> DESCRIPTION OF THE TASK:
Retype exactly the lines that run from the line with "Question. Indicate one point for each instance of the reddish" to the final line of the entries, keeping both ends and nothing else.

*** DATA FOR THIS EXERCISE ***

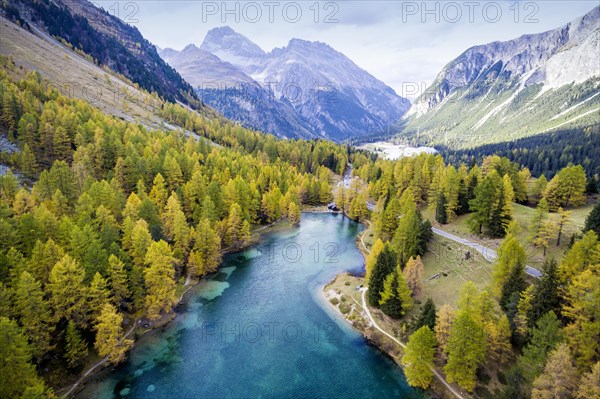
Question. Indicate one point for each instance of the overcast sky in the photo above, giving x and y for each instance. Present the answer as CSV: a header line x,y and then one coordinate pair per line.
x,y
403,43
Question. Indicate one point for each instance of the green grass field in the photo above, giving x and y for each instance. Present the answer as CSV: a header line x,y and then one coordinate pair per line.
x,y
447,269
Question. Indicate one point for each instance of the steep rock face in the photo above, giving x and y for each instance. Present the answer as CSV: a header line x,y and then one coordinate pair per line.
x,y
547,58
518,88
233,93
319,91
203,69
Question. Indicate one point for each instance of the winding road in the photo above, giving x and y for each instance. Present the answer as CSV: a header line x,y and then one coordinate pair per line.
x,y
489,254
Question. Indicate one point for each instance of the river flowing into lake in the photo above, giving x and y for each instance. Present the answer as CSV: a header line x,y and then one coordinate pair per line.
x,y
260,328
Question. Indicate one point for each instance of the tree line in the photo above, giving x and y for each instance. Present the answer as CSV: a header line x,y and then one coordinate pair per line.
x,y
106,218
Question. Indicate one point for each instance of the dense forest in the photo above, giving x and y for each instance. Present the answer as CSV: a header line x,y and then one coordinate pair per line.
x,y
117,215
124,51
542,154
103,220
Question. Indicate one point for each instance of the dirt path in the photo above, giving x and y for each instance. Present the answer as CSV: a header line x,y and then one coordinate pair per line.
x,y
489,254
95,366
435,372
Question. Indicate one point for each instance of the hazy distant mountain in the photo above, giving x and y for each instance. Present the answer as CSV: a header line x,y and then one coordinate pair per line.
x,y
319,91
506,90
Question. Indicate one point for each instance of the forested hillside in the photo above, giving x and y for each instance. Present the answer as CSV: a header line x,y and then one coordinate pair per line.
x,y
542,154
107,40
104,220
107,218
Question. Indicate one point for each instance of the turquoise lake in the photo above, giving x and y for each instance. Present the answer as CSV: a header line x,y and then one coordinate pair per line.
x,y
261,328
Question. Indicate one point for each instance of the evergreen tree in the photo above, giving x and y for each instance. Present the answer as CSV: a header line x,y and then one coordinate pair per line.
x,y
589,386
582,255
544,338
440,209
486,204
514,285
159,277
564,217
238,230
34,313
592,221
175,227
28,163
158,194
17,374
372,258
87,249
545,295
384,265
207,246
75,347
67,291
559,379
43,258
97,296
466,349
511,258
117,280
539,187
498,340
395,296
428,315
413,273
443,324
418,358
110,339
567,188
294,213
545,234
582,310
407,237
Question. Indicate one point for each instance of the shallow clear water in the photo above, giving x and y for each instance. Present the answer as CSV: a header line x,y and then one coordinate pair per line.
x,y
261,329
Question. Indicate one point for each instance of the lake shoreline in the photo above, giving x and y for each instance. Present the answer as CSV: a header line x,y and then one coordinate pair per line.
x,y
346,285
143,326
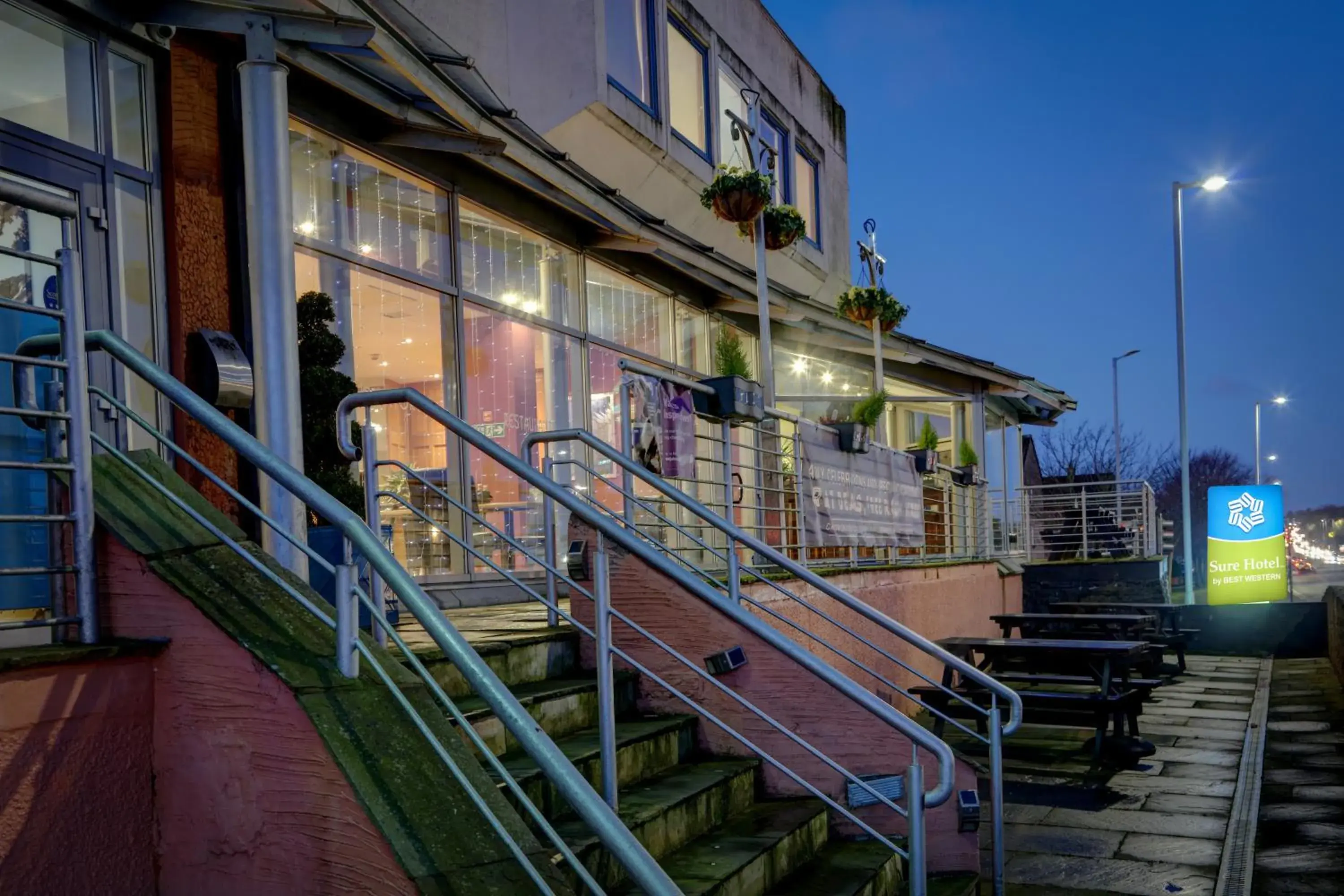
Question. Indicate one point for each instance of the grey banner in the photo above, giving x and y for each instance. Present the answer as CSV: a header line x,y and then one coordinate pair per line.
x,y
867,500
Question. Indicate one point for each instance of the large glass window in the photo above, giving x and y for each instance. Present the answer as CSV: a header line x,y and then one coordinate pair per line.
x,y
363,206
46,78
732,152
629,50
689,80
517,268
627,312
519,379
806,195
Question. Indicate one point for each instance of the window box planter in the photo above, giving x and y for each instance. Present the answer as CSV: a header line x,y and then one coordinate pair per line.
x,y
854,437
926,462
736,398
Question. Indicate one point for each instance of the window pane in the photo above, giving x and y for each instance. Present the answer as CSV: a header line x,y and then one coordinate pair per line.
x,y
128,116
46,78
628,314
628,53
362,205
135,276
693,340
686,88
515,267
775,136
400,335
521,379
732,152
806,194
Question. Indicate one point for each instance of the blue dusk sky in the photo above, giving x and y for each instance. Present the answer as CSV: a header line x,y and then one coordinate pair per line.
x,y
1019,158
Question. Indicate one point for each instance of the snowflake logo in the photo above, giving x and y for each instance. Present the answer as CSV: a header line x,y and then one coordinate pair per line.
x,y
1245,512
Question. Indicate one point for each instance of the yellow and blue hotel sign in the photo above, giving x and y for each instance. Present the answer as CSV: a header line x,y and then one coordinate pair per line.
x,y
1248,556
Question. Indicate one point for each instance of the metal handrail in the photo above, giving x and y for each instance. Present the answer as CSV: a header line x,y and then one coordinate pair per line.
x,y
784,562
572,785
638,546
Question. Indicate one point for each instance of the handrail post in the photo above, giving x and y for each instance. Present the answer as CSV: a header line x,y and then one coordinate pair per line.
x,y
80,448
373,515
996,790
553,617
347,614
914,802
605,684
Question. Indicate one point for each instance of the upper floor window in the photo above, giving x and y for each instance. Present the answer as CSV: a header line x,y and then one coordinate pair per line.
x,y
775,136
807,190
732,152
689,82
629,50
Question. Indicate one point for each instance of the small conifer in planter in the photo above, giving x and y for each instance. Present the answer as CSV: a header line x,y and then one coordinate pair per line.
x,y
784,225
737,195
869,304
736,397
926,449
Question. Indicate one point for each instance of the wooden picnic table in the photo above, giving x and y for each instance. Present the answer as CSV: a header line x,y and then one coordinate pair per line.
x,y
1117,626
1168,614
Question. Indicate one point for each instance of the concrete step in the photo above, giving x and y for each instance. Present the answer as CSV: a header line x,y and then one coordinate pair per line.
x,y
533,655
753,852
847,868
668,812
561,706
644,747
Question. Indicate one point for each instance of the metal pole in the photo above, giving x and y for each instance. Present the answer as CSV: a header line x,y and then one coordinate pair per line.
x,y
767,359
347,616
80,448
996,790
373,515
605,684
553,617
1257,443
271,281
914,805
1187,547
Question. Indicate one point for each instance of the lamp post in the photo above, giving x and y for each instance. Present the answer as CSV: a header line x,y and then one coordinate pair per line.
x,y
1115,393
1211,185
1279,400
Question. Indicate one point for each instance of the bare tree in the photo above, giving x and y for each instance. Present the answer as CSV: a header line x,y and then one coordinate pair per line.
x,y
1089,449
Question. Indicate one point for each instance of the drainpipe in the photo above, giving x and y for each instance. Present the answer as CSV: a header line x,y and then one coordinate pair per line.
x,y
271,280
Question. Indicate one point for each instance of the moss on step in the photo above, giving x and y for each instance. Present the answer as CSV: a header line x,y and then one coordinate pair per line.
x,y
56,655
849,868
426,817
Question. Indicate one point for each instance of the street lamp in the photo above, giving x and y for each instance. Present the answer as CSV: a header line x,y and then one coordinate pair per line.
x,y
1115,393
1211,185
1280,401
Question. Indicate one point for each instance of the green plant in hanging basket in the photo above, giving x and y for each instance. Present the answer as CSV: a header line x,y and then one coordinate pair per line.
x,y
870,409
737,195
867,304
784,225
730,359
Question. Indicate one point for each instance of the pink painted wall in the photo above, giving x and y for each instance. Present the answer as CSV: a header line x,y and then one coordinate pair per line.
x,y
248,798
936,602
76,780
797,700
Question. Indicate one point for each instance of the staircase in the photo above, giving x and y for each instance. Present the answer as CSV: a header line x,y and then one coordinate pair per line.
x,y
702,817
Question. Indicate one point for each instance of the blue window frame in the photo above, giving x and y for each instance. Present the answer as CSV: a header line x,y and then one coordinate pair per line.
x,y
775,135
631,52
689,88
807,194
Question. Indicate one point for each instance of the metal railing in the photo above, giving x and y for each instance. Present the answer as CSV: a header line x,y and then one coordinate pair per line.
x,y
722,554
68,447
1089,520
611,528
353,649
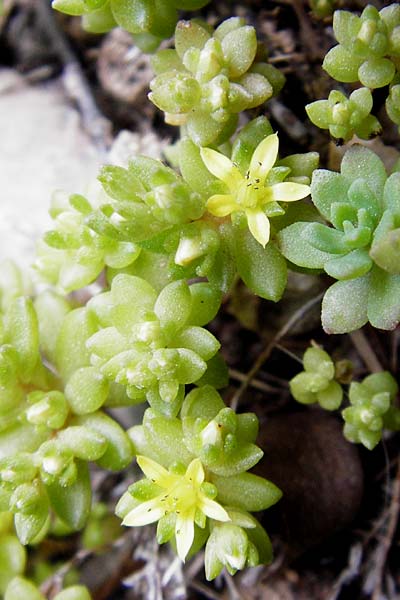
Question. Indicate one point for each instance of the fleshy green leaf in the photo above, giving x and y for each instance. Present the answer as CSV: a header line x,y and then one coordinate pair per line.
x,y
72,504
263,270
344,306
246,491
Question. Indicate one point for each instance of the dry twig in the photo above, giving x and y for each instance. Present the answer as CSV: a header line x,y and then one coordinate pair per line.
x,y
75,82
264,355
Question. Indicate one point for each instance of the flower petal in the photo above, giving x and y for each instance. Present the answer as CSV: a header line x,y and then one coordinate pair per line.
x,y
259,225
195,472
221,205
264,157
184,534
220,166
212,509
154,471
145,513
288,191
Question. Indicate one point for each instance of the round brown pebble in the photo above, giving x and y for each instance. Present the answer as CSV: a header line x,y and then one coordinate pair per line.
x,y
318,471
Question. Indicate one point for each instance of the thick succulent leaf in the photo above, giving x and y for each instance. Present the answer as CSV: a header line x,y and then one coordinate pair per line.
x,y
246,491
162,439
263,270
51,310
189,34
134,17
206,301
86,390
194,170
239,47
100,20
341,64
383,300
354,264
72,504
294,246
247,141
344,306
203,402
376,72
71,351
391,194
22,588
362,163
119,452
346,26
173,306
328,187
22,331
235,463
199,340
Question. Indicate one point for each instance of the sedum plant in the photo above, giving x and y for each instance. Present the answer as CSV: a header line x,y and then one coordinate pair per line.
x,y
150,21
12,553
371,409
345,117
162,244
153,222
369,52
317,382
358,246
195,481
211,77
20,587
369,46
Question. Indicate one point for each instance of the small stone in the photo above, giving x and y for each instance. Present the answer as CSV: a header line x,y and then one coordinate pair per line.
x,y
318,471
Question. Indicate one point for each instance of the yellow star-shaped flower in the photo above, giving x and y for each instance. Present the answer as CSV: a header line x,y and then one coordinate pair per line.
x,y
182,495
249,193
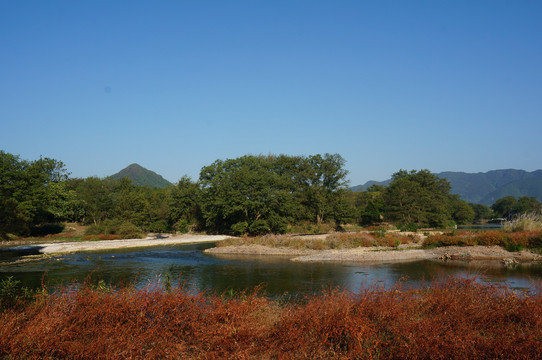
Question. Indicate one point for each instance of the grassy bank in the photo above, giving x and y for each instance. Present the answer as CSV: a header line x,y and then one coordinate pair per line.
x,y
331,241
450,318
512,241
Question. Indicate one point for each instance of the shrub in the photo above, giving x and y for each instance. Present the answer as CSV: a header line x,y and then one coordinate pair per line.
x,y
240,228
127,230
412,227
259,227
159,226
46,229
450,318
524,222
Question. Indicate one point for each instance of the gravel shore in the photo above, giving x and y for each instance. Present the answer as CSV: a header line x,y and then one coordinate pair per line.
x,y
68,247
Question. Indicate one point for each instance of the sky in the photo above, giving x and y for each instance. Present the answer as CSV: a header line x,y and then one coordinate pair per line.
x,y
446,85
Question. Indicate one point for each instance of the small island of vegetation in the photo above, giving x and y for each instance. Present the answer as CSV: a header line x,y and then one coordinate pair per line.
x,y
300,203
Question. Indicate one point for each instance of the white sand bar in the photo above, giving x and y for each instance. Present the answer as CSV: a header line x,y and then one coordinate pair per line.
x,y
68,247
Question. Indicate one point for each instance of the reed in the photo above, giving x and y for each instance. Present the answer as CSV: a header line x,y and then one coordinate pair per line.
x,y
450,318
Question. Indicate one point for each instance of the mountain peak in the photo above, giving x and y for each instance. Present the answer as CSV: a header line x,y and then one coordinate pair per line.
x,y
141,176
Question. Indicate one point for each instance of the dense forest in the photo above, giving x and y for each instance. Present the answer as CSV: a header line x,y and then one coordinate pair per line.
x,y
247,195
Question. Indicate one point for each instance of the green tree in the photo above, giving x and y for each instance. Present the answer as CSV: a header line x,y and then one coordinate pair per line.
x,y
504,207
526,204
184,205
324,180
26,192
481,212
462,213
418,197
97,198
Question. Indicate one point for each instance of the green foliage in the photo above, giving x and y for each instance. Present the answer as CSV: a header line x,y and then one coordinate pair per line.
x,y
509,206
481,212
505,206
13,294
524,222
124,229
184,205
259,227
412,227
159,226
418,197
27,192
140,176
46,229
270,192
240,228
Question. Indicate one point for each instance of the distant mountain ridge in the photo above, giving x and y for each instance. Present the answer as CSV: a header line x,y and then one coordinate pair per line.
x,y
141,176
486,188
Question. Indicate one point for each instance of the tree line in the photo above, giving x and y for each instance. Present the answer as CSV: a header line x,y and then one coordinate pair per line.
x,y
252,194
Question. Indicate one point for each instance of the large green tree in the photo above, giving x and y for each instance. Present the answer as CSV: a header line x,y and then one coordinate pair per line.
x,y
258,194
418,197
27,192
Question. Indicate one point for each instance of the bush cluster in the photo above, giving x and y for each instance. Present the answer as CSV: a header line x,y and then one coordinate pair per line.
x,y
123,229
511,241
331,241
448,319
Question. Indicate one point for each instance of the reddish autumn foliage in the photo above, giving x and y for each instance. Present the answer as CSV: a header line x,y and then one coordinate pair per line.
x,y
513,240
448,319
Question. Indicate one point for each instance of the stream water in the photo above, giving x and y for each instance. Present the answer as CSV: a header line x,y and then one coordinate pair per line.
x,y
188,265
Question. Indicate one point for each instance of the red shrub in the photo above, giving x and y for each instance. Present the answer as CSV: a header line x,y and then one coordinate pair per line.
x,y
448,319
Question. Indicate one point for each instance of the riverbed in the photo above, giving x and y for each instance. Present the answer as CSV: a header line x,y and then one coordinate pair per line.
x,y
188,266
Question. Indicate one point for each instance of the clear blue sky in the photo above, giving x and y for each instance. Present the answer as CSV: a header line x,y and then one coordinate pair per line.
x,y
174,85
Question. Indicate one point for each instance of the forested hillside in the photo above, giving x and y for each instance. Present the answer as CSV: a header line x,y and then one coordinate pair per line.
x,y
486,188
247,195
141,176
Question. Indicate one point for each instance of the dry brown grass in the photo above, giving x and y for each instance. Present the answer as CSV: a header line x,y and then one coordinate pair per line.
x,y
448,319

***

> RESULT OF THIS TASK:
Question. Indicate one point for each instance of the reddish autumn foliage in the photo above, giving x and y for each instance. Present the answer as CSV: a header line x,y and then one coordinate pair per line.
x,y
513,240
448,319
Question. Indicate one point for each instance of the stream water in the photo above, giving x and y for each instance. Present the answer as CSV: a header line x,y and then one coordinate pair per line.
x,y
188,265
Question. Indicate one point for each instance of the red shrub in the photo above, giving x and y for each instance. Present the answer as CSV: a header line x,y and then one coordinate pair per line.
x,y
448,319
Question. Indicate one point for each instance of the riverbed in the photo above, giving x and y for each instance. Present the answer as CSV: a header line x,y and then one coordinate pair per line.
x,y
188,266
Question. Indicate one point for each instance of the clear blue sky in the photo above, giving x and y for each instance. Present the answer as CSV: a header line x,y and then one coordinate pair per line.
x,y
174,85
Question. Indicate one point for each instance of the forested hillside in the photo above, giving x and y for each instance. Present the answer as CSV: a header line x,y and then one coordinate pair per line.
x,y
486,188
247,195
141,176
Question. Indicate one point for each instance of the dry brown grass in the photo above, giving x and y for each instance. Present the answer as CSV: a header line x,y and then one coordinate pair per line.
x,y
448,319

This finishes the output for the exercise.